*** PAGE TEXT ***

Sure, it is one sentence, but in spite of all the details, I can't recognize this one...


----------



## Charon (Sep 8, 2008)

I've only seen a few operas... maybe like 10 total. I'll give er a shot.

"Chick revived from the underworld by... her seemingly rude lover."


----------



## mamascarlatti (Sep 23, 2009)

Charon said:


> I've only seen a few operas... maybe like 10 total. I'll give er a shot.
> 
> "Chick revived from the underworld by... her seemingly rude lover."


Good one - but it was a popular subject. I'll cite two main ones:

Orfeo (Monteverdi)

Orfeo ed Eurydice (Gluck)

"Too late, dude, she's taken".


----------



## danslenoir (Nov 24, 2010)

"Too late, dude, she's taken". 

Werther?


----------



## Aramis (Mar 1, 2009)

Almaviva said:


> Sure, it is one sentence, but in spite of all the details, I can't recognize this one...


NORMA


----------



## mamascarlatti (Sep 23, 2009)

danslenoir said:


> "Too late, dude, she's taken".
> 
> Werther?

*** End of PAGE TEXT ***
*** PROVIDED INFORMATION ***

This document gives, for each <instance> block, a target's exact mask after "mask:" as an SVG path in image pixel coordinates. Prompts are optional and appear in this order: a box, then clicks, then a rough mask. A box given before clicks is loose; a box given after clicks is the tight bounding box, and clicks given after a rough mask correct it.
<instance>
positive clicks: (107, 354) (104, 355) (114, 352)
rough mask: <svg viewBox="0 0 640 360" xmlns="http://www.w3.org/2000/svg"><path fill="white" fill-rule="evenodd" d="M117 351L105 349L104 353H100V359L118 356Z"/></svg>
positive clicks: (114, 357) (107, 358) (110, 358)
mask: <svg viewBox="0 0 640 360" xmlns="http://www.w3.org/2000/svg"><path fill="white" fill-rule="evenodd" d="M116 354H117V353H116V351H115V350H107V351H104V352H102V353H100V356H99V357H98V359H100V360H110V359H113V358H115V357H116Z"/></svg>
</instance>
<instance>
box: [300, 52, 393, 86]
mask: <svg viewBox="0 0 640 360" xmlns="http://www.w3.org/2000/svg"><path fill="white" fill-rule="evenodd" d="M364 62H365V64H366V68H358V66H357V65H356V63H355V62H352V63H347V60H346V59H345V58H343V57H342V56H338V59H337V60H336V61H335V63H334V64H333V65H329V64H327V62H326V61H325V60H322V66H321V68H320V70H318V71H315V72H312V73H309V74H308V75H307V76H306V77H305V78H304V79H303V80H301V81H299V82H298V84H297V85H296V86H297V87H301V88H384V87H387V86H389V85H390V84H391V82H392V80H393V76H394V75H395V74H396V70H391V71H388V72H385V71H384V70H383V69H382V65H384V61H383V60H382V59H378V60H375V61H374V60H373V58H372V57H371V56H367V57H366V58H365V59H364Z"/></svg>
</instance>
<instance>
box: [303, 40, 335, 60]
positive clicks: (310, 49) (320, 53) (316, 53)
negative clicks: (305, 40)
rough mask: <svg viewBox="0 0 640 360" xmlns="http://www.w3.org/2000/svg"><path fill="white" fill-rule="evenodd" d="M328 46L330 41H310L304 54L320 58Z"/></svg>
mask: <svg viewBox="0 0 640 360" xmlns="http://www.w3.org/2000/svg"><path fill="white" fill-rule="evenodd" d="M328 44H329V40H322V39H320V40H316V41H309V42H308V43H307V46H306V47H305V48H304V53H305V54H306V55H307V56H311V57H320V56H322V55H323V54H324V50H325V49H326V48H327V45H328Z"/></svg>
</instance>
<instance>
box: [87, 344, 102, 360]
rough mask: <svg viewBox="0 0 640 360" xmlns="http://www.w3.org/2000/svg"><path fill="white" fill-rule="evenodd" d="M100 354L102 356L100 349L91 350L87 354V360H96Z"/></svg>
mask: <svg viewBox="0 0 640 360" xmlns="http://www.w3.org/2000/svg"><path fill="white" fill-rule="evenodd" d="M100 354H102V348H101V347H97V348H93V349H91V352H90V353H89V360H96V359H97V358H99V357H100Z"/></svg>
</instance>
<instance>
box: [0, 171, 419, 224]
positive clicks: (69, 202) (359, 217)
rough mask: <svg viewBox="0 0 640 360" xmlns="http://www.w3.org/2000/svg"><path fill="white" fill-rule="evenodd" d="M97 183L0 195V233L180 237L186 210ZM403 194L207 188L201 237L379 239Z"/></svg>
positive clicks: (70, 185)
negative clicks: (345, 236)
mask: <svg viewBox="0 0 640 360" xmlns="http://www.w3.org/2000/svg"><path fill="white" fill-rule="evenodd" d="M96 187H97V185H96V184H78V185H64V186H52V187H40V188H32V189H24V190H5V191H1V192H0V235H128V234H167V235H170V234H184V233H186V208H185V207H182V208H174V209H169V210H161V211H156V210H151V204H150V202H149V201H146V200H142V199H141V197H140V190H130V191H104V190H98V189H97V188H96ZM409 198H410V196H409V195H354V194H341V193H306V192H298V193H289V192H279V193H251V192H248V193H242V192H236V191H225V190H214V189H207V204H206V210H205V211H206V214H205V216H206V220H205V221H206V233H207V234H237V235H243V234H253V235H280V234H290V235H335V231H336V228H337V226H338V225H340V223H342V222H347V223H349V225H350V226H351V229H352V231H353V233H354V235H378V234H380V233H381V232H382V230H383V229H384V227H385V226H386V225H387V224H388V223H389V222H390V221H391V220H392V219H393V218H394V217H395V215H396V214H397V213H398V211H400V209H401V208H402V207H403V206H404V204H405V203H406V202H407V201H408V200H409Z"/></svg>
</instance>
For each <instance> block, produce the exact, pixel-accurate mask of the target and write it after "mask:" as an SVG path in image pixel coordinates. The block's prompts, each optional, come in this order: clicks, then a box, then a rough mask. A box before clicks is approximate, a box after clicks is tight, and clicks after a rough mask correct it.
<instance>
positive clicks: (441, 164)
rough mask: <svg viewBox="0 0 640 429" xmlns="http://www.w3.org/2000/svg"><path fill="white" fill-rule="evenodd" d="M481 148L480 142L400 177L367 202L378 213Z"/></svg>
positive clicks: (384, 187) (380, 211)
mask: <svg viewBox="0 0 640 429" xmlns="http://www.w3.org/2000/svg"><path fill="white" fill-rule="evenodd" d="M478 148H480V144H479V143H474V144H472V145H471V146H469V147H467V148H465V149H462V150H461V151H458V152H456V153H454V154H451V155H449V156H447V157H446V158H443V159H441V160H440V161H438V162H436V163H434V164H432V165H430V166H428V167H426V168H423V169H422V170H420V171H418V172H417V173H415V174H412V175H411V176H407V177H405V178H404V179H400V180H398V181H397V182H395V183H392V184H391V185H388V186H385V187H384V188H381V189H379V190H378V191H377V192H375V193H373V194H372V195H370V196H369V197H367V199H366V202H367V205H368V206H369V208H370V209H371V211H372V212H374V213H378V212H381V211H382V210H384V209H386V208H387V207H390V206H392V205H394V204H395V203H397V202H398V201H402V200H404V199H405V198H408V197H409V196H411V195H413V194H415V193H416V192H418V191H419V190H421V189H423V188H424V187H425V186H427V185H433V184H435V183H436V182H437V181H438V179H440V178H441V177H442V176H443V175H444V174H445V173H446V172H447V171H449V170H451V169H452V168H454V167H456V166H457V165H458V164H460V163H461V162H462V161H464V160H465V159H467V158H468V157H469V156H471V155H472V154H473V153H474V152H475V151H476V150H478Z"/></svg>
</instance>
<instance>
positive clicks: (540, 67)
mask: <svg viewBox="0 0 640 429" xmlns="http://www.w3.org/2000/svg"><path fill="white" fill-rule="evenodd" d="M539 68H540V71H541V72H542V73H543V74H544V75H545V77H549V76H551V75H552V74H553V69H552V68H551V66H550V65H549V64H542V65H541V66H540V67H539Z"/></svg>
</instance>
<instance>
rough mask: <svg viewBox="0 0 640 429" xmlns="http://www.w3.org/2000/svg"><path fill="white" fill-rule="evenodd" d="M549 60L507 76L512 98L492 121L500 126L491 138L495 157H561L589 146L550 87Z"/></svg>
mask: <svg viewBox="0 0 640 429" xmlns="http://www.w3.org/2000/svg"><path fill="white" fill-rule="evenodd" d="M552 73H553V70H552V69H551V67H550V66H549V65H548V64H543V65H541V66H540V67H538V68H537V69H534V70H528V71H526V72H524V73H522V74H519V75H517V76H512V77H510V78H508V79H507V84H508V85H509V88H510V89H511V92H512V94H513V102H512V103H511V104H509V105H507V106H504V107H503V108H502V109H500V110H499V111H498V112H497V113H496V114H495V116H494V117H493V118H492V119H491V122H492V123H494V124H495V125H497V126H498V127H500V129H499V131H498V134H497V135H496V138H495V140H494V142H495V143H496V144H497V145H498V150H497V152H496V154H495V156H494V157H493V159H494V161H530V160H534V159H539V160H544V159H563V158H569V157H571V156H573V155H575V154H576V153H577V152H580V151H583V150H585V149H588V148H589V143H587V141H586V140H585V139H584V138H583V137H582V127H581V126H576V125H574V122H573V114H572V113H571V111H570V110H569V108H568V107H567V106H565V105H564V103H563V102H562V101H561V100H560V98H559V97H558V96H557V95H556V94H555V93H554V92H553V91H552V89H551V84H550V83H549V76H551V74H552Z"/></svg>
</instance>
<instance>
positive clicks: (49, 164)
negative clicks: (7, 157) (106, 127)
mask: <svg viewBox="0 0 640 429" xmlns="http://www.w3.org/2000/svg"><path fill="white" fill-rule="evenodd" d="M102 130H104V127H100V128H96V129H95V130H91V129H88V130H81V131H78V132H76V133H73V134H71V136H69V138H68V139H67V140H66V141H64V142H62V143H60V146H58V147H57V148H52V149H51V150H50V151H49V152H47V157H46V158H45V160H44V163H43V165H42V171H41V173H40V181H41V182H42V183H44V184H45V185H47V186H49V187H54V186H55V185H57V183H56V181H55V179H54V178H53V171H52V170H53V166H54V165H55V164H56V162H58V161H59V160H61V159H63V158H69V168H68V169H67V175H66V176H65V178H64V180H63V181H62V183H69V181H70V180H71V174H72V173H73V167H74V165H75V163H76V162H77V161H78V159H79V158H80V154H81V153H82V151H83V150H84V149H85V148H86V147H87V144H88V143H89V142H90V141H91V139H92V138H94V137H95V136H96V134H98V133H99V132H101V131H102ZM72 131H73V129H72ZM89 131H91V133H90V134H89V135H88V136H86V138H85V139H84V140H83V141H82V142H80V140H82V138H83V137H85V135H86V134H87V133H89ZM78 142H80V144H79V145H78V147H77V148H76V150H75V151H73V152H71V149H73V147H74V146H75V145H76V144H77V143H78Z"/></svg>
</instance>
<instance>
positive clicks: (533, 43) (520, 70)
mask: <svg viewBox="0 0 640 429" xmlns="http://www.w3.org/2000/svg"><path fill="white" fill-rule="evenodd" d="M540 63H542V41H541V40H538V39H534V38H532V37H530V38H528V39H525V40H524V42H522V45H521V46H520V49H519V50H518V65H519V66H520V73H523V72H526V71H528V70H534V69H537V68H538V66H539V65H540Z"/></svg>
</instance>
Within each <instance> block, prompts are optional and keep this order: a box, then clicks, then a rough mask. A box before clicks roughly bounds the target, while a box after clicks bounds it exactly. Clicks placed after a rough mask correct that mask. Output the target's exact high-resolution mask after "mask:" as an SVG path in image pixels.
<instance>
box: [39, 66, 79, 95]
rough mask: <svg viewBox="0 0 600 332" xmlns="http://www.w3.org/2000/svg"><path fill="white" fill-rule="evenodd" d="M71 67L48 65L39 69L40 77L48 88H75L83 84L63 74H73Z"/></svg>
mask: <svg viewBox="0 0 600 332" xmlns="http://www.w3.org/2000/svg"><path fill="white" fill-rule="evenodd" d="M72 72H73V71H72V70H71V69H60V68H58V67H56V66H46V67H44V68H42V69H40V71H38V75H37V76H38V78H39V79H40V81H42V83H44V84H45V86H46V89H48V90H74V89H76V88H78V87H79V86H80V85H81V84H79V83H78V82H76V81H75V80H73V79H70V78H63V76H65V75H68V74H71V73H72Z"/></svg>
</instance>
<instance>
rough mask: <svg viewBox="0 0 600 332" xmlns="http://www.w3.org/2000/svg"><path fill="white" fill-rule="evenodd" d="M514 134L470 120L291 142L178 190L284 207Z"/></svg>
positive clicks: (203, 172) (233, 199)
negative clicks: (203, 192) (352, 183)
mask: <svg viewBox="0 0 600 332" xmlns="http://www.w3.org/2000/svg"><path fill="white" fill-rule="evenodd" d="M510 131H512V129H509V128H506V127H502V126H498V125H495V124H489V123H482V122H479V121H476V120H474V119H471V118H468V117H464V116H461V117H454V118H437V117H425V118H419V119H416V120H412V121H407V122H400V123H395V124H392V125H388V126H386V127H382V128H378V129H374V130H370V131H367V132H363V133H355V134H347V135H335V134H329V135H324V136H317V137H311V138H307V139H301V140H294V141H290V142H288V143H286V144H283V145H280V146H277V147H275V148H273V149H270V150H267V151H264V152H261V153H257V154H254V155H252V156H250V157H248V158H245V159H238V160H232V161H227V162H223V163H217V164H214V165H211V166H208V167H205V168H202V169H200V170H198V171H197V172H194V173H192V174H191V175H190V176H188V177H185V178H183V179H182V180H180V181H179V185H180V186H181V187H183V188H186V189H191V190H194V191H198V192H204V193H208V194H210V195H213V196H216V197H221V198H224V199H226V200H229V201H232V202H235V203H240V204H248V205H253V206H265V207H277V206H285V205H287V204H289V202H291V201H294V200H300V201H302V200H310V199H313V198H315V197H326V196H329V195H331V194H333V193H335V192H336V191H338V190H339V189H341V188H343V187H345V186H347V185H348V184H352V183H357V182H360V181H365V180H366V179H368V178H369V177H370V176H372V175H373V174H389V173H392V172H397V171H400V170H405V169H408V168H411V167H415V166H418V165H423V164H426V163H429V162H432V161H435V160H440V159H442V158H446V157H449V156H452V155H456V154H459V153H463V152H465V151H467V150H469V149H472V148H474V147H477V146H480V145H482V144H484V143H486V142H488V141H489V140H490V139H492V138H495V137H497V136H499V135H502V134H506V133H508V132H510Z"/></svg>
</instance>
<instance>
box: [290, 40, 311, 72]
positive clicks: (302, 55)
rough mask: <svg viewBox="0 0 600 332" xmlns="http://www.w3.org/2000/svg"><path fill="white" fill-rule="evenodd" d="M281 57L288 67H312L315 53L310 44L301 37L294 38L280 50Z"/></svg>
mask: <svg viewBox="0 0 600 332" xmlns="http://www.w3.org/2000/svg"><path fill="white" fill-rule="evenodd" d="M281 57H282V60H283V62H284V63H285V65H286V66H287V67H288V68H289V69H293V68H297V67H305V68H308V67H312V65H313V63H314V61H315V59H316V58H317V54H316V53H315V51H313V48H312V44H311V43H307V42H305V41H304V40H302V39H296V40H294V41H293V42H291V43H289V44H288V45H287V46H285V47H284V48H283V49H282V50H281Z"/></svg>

*** End of PROVIDED INFORMATION ***

WHAT IS BEING ASKED. Carry the opera-guessing forum thread forward from its final line, writing the next part of the discussion.

RESULT OF THIS EXERCISE.
Not what I was thinking of, but Werther could fit too. The dude in this one brought it on himself.


----------



## Almaviva (Aug 13, 2010)

mamascarlatti said:


> Not what I was thinking of, but Werther could fit too. The dude in this one brought it on himself.


Eugene Onegin


----------



## World Violist (May 31, 2007)

Woman has some serious domestic issues, gets arrested, gets jealous, and falls off a cliff.


----------



## Aramis (Mar 1, 2009)

World Violist said:


> Woman has some serious domestic issues, gets arrested, gets jealous, and falls off a cliff.


Richard Strauss, Sinfonia Domestica


----------



## mamascarlatti (Sep 23, 2009)

Girl goes mad due to usual love problems, restored to sanity by goat.


----------



## World Violist (May 31, 2007)

Aramis said:


> Richard Strauss, Sinfonia Domestica


No, I was thinking Lady Macbeth of Mtsensk.


----------



## Kopachris (May 31, 2010)

Hm... probably too recognizable, but: "He'd rather stay single and drink wine."


----------



## Almaviva (Aug 13, 2010)

Kopachris said:


> Hm... probably too recognizable, but: "He'd rather stay single and drink wine."


Too recognizable? The "he'd rather stay single" part could be Don Pasquale, but is there wine involved? Don Giovanni has a drinking song, could be that too but it's by no means central to the plot. I must be missing the real one you have in mind.

Since people are not following the rule of solving one first before proposing another one, I'll just fire one up:

"I hate my breasts, I'd prefer that men had children"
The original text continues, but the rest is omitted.